■ Что нужно сделать ■
a - Выпишите всех людей, названных по имени в последнем абзаце текста о лирике изгнанников, который начинается словами «Главную посылку».
b - Перепишите из текста о лирике изгнанников строки от «Двойные рамы –» до «в шальной народ.», поменяв «Нева» на «Река».
c - Напишите продолжение текста о лирике изгнанников, начиная сразу после его последнего предложения.

■ Исходный текст ■
Как хорошо, закутавшись в доху,
Бродить в снегу Таврического сада
И знать, что сердцу ничего не надо,
Пусть бьется в лад спокойному стиху.
 
   иногда же, наоборот, самоотстраняющийся идиостиль (в котором, при некотором усилии, все же можно рассмотреть амальгаму влиятельных авангардистских образцов):
 
Колокол на площади
По пояс в колесах
Треплется лошадь,
Жуя овес.
 
 
Мысли заколочены.
Дуга, уздечка.
Сидит прочно
На улиц речке.
 
 
По снегу, дождику,
В бесцельный скок.
Натянуты вожжи —
«В тоску высокую!»
 
* * *
 
Под форточкой стоял и ухал
Исакий под мороз.
Понамело пера и пуха
За окна слез.
Глядел фонарщик у цепи желтой
И резал даль,
Все с той же пополам расколотой
Тоской в февраль.
 
* * *
 
Наупаковано. Заупаковано.
Двойные рамы – мороза нос.
Нева на ключ по брюхо скована.
Ледища глыбища – голодный пес.
 
 
У окон светики калечат разницу,
Стекает в улицы людская тень.
Еще не начато пастилкой празднество.
Ночь прикрывается схватить кистень.
 
 
В гостиной шарики качают дерево.
Кричит игрушками в шальной народ.
В мотках прыгунчиках худеет вервие
Под перевязками любых пород.
 
 
Заупаковано. Позаштриховано.
Узорных стеклышек играет пар.
Там где-то мысленно всем пташкам холодно.
Под электричества трещит пожар.
 
   (Даниил Соложев)
 
   Главную посылку, на которой строится патетика былых жителей метрополиса, мы находим в самых истоках изгойской лирики, как заметил с содроганием в отклике на выход в Петрограде в 1922 году книжки переводов Адриана Пиотровского из Феогнида филолог Георгий Лозинский, убежавший в августе 1921 года с помощью финна-контрабандиста из своего города и проживавший в Париже: «Две с половиной тысячи лет назад народная партия изгнала из Мегары поэта Феогнида, горячего сторонника аристократического образа правления. <…> И через две с половиной тысячи лет эти песни изгнанника, зачатки “эмигрантской поэзии”, сохранили для нас свою свежесть. Возможно, что переводчик, избрав темой своей работы сборник Феогнида, и не имел в виду его злободневность, но затушевать ее он не мог, и именно как близкую нам мы воспринимаем значительную часть элегий… “Город наш все еще город. Но люди – другие”, – восклицает он, затаив жажду мести»1.

■ Предоставленные данные ■

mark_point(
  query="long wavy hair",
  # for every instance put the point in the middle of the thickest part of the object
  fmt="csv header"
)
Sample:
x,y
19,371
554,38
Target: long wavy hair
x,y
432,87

■ Ответы к упражнению ■
a - Феогнид, Адриан Пиотровский, Георгий Лозинский

b -
Двойные рамы – мороза нос.
Река на ключ по брюхо скована.
Ледища глыбища – голодный пес.
 
 
У окон светики калечат разницу,
Стекает в улицы людская тень.
Еще не начато пастилкой празднество.
Ночь прикрывается схватить кистень.
 
 
В гостиной шарики качают дерево.
Кричит игрушками в шальной народ.

c -
   В формуле «город тот же, люди другие» передана структура мотивной схемы эмигрантских стихов об оставленном месте – см. например у Татианы Остроумовой о «крае, где петь впервые я училась»:
 
Мне б знать, что здесь средь дымных пург,
Как на смотру иль на параде,
Стоит Петровский Петербург
В чужом и страшном Ленинграде.
И вздыбив верного коня,
Воспетый правнуком арапа,
Все тот же Петр. Так пусть меня
Терзает бархатная лапа…
 
   Формула иногда может быть и обращена – «люди те же, а город другой».
   Выделяя зарубежный филиал «петербургского текста» русской поэзии, приступая к систематизации и описанию всего корпуса изгнаннических гимнов и диатриб столице, мы видим, что поэтическое напряжение и, следовательно, залог известной живучести этих стихов зиждется на смысловом конфликте между разного рода статическими и разного рода динамическими компонентами, притягиваемыми самой титульной темой.
   Доминирующее мемуарное измерение эмигрантской стиховой петербургологии предполагает статику окаменевшего времени, вывозимого, как известно, всеми в эмиграцию стоп-кадра последнего петербургского дня, каким бы он ни был —
 
А уезжая, думал «до свиданья»,
Смотря на невские стальные воды.
Пройдут недели, месяцы и годы,
И медленно умрут воспоминанья.
Забуду я мосты, проспекты, зданья
И за рекой, на Выборгской, заводы.
 
   (Евгений Шах)
 
В прощальный час, в последний раз
Мы улыбаемся и шутим.
Трепещущий бессильно газ
Не разметет полночной жути,
Но видим мы – и стороной
Идем, по-прежнему болтая, —
И конский труп на мостовой
И вкруг него собачью стаю.
 
   (Яков Бикерман)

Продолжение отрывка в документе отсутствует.